**EXERCISE PASSAGE:**
Could someone ELI5? What is the impact of this issue?
replies(1):
At the core of a latent diffusion model is a de-noising process. It takes a noisy image and predicts what is noise vs what is the real image without noise. You use this to remove a bit of noise from the image and repeat to iteratively denoise an image.
You can use this to generate entirely new images by just starting with complete random noise and denoising til you get a 'proper' image. Obviously this would not give you any control over what you generated. So you incorporate 'guidance' which controls how the denoise works. For stable diffusion this guidance comes from a different neural network called CLIP (https://openai.com/research/clip) which can take some text and produce a numerical representation of it that can be correlated to an image of what the text describes (I won't go into more detail here as it's not really relevant to the VAE).
The problem you have with the denoising process is the larger the image you want to denoise the bigger the model you need, and even at a modest 512x512 (the native resolution of stable diffusion) training the model is far too expensive.
This is where the latent bit comes in. Rather than train your model on a 512x512x3 representation (3 channels R,G,B per pixel) use a compressed representation that is 64x64x4, significantly smaller than the uncompressed image and thus requiring a significantly smaller denoising model. This 64x64x4 representation is known as the 'latent' and it is said to be in a 'latent space'.

**COLLECTED MATERIAL:**
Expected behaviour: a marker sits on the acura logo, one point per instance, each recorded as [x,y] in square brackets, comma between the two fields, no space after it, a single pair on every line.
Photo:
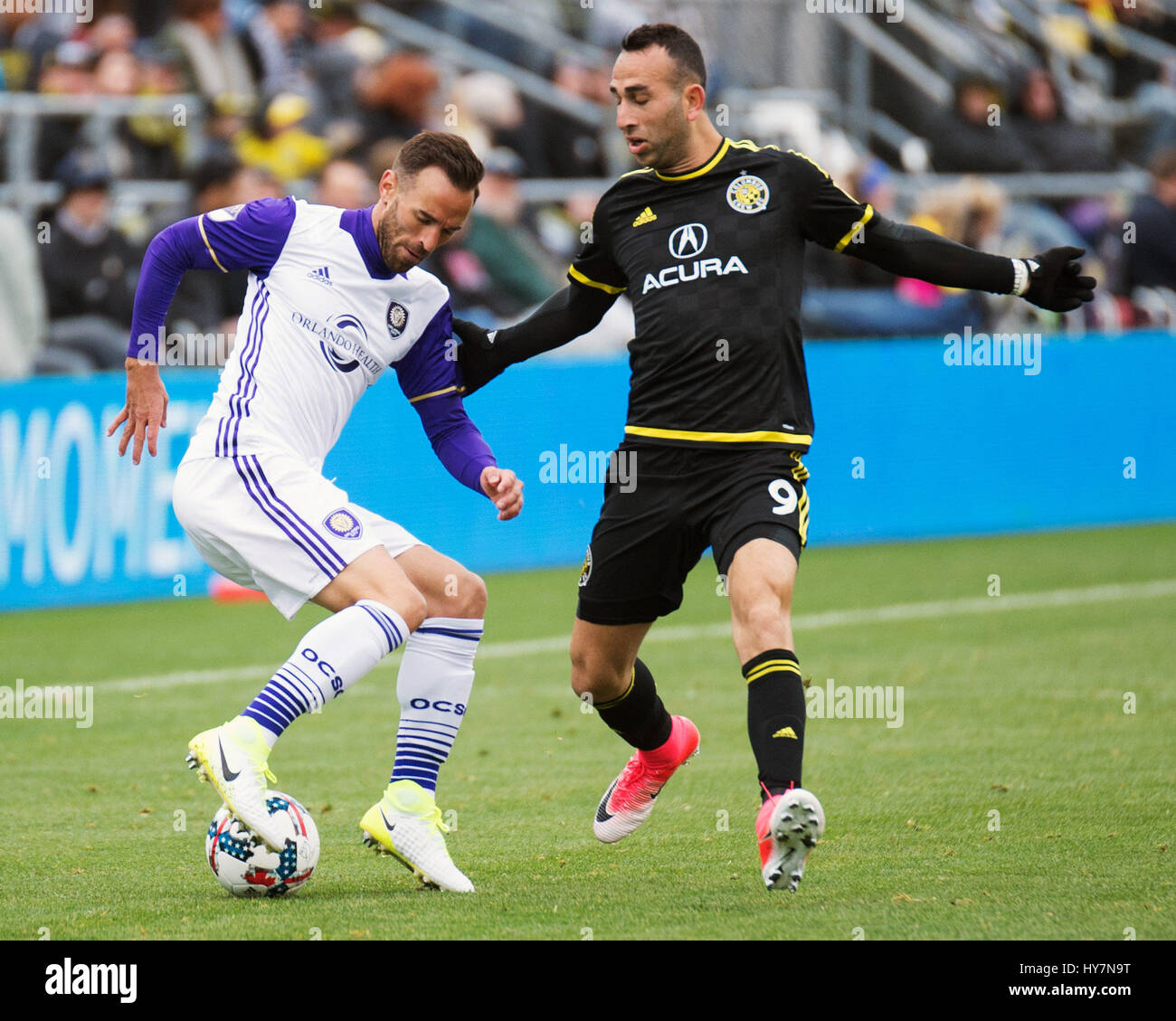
[688,241]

**PROBLEM:**
According to the diffusion thread, what is the native resolution of stable diffusion? You won't need the data for this.

**RESPONSE FOR THIS EXERCISE:**
512x512